_Work to complete:_ Taking each line of the material in turn, count those with the string "below" and answer with the count alone.

_Data extract:_
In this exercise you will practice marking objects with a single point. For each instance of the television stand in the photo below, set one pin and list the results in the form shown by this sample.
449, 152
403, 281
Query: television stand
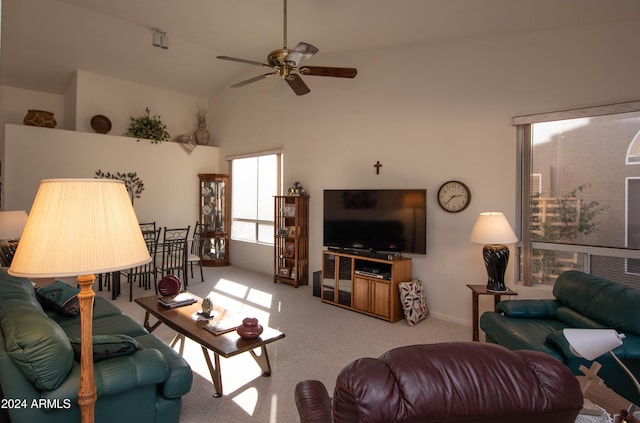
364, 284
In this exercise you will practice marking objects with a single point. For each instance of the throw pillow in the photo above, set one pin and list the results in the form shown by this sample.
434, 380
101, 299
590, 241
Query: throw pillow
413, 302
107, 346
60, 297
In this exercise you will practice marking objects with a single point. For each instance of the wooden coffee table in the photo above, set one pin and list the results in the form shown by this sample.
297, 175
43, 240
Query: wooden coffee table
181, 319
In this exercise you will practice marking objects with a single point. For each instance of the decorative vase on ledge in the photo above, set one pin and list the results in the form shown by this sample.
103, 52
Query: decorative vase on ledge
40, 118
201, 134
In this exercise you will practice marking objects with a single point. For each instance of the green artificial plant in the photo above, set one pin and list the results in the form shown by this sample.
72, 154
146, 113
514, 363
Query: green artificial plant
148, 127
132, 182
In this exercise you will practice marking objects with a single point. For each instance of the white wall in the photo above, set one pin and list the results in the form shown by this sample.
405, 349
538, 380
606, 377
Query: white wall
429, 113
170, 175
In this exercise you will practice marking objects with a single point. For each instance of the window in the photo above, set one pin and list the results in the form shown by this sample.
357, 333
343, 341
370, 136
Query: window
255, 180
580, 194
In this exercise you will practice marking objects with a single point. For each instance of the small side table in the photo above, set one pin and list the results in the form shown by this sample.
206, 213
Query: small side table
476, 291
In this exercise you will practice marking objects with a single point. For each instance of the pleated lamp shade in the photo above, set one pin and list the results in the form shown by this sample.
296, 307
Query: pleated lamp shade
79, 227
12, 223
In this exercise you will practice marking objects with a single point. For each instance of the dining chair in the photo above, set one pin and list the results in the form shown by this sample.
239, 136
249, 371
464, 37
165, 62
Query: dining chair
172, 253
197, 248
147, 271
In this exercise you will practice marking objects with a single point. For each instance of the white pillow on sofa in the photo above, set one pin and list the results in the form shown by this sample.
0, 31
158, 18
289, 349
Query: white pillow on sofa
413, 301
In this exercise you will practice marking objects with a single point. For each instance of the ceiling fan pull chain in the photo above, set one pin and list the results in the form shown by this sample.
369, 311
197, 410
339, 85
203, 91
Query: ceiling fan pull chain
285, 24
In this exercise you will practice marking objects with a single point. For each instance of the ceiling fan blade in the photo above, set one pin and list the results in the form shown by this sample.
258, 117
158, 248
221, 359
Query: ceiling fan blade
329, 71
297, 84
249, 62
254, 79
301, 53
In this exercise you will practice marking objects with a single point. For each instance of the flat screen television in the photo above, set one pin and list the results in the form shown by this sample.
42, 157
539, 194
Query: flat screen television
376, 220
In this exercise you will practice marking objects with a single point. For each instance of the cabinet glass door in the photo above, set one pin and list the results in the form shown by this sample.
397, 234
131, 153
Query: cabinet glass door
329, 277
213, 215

--

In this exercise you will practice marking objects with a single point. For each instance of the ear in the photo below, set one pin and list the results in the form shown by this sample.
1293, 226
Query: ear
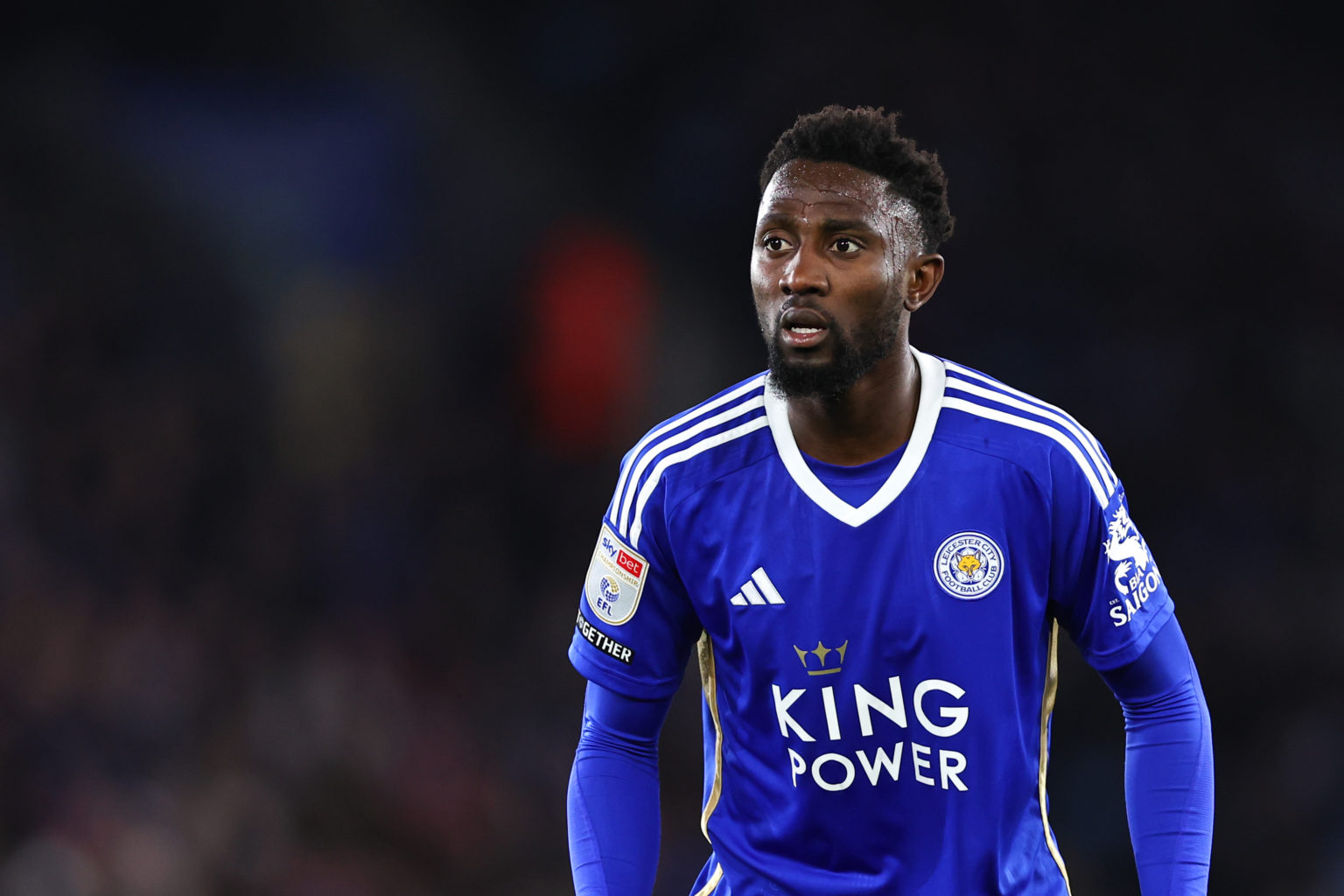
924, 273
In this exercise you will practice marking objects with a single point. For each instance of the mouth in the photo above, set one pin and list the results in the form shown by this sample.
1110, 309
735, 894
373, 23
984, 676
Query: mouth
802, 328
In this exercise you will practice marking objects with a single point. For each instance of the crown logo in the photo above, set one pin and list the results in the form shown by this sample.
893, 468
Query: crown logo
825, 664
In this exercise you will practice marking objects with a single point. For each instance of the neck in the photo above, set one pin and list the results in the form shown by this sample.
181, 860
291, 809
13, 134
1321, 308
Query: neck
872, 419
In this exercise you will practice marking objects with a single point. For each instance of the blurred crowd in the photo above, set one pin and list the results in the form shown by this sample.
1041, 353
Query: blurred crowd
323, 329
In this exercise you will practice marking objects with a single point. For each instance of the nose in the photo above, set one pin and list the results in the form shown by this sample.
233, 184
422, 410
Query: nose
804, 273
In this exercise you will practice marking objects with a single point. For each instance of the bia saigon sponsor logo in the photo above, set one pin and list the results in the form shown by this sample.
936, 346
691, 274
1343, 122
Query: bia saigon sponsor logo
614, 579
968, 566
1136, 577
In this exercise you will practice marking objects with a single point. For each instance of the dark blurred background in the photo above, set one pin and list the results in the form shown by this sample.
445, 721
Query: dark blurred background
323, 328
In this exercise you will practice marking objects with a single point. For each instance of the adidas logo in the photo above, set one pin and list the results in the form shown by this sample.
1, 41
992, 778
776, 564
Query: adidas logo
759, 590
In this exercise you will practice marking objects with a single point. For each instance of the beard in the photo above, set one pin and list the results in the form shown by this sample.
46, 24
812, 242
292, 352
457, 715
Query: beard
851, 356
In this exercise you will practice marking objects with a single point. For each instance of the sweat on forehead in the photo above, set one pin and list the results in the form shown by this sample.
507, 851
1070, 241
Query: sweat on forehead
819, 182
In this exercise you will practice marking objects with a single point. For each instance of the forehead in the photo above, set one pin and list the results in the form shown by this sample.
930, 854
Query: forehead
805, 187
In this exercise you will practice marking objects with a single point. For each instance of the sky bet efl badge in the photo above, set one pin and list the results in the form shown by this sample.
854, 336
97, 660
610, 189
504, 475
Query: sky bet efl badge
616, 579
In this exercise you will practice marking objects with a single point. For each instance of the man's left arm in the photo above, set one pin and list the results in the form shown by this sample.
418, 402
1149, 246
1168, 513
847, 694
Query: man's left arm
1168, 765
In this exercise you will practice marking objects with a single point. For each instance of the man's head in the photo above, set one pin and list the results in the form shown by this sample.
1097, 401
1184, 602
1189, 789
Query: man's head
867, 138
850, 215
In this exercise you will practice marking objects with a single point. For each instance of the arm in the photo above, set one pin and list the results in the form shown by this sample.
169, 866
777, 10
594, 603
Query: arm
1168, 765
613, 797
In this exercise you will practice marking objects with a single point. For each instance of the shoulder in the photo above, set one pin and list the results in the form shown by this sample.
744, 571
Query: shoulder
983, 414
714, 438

_Result of this task:_ 2